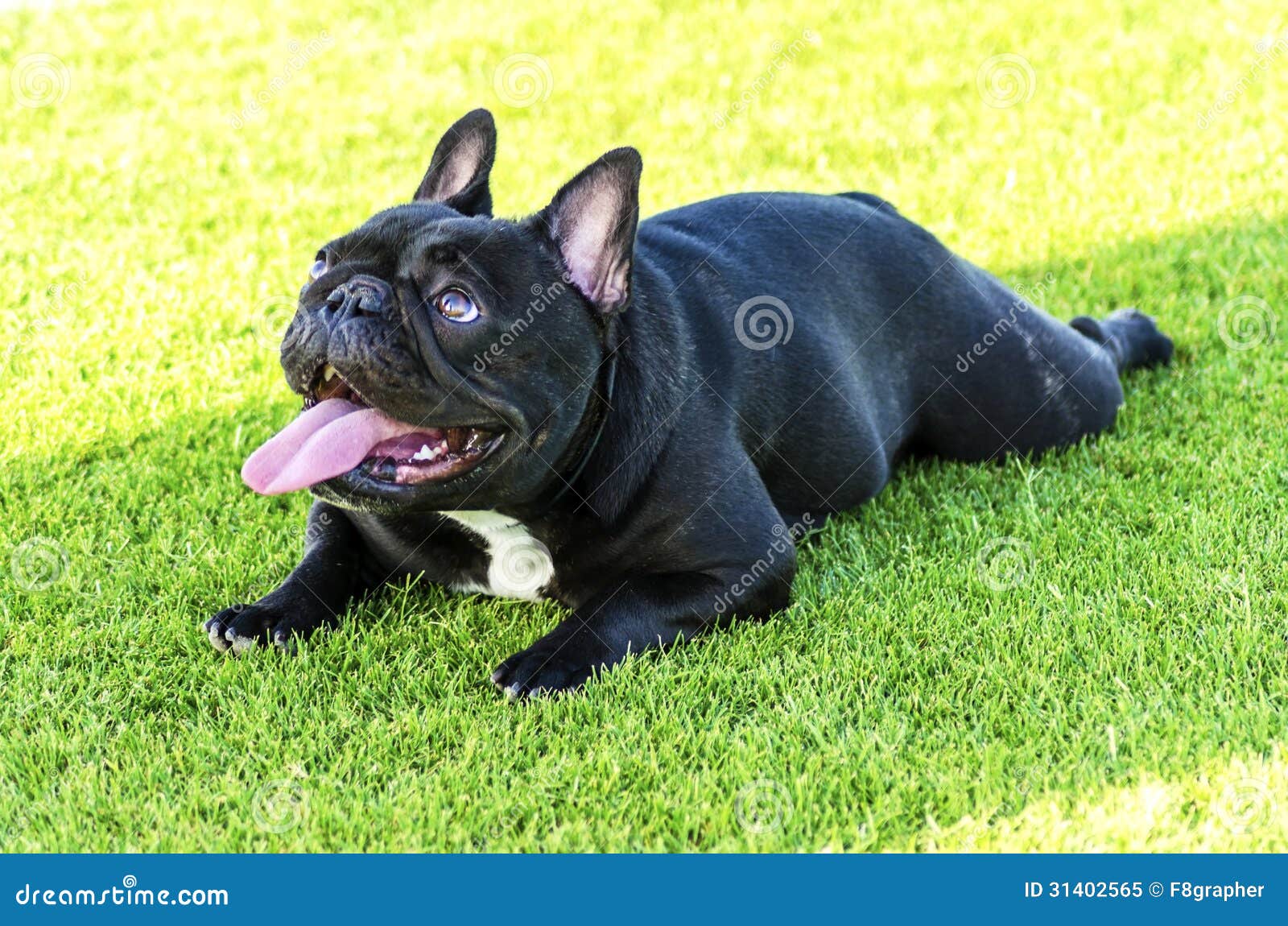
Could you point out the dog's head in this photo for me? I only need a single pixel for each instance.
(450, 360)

==

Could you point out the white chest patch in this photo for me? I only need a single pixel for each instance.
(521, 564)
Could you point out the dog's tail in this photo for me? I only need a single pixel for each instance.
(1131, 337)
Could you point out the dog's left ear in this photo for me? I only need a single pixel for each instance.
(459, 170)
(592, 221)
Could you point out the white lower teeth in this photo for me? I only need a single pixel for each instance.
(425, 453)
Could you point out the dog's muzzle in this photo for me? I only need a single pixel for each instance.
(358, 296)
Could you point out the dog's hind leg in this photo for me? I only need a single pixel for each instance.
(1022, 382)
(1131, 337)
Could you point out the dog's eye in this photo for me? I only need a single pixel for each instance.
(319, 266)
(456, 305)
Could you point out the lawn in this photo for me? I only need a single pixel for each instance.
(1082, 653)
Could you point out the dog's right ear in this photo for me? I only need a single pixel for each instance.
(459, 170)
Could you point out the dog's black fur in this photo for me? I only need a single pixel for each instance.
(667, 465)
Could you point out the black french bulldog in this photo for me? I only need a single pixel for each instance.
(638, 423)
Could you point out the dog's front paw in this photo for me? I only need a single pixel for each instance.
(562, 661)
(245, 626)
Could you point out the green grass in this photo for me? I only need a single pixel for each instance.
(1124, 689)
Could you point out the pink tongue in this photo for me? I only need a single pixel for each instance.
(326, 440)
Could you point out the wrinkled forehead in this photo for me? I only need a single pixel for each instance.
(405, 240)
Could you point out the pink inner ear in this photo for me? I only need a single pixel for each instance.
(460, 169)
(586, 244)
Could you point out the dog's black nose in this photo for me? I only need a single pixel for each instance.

What is required:
The lines above starting at the one that contains "Could you point out the lawn" and ending at the one that contains "Could you point out the dog's black nose" must be transcribed exactly, and no other lines may appear.

Response for this exercise:
Could you point out the lawn in this photo for me? I only need a single pixel for each instance.
(1082, 653)
Could you point out the dog's right ear in this photo for me? I only need a single pixel for each instance.
(459, 170)
Could you point out the dog's black fur in this photo for me? I only need a single pixel for each instance.
(667, 465)
Could you point out the black french bulldog in this photo for me? I only need a single pixel for each instance.
(638, 423)
Could you point out the dog's front paw in this photo for me? I only need a single pixel for each instance.
(562, 661)
(245, 626)
Could you point out the green grass in this photo for me? I only need a single pixel for each instance.
(1124, 689)
Could you point out the pink tongue in this photo for me? I only need a single pixel for each instance.
(326, 440)
Could you point out the wrinkled forehead in this photo for me? I only need a single pixel for each instance.
(405, 240)
Could you point out the pink inner ear in this photo for me? I only need a single pixel for each instance.
(460, 169)
(586, 244)
Could you point out the dog's black nose in this photo for me? I only need a single pixel for each instance.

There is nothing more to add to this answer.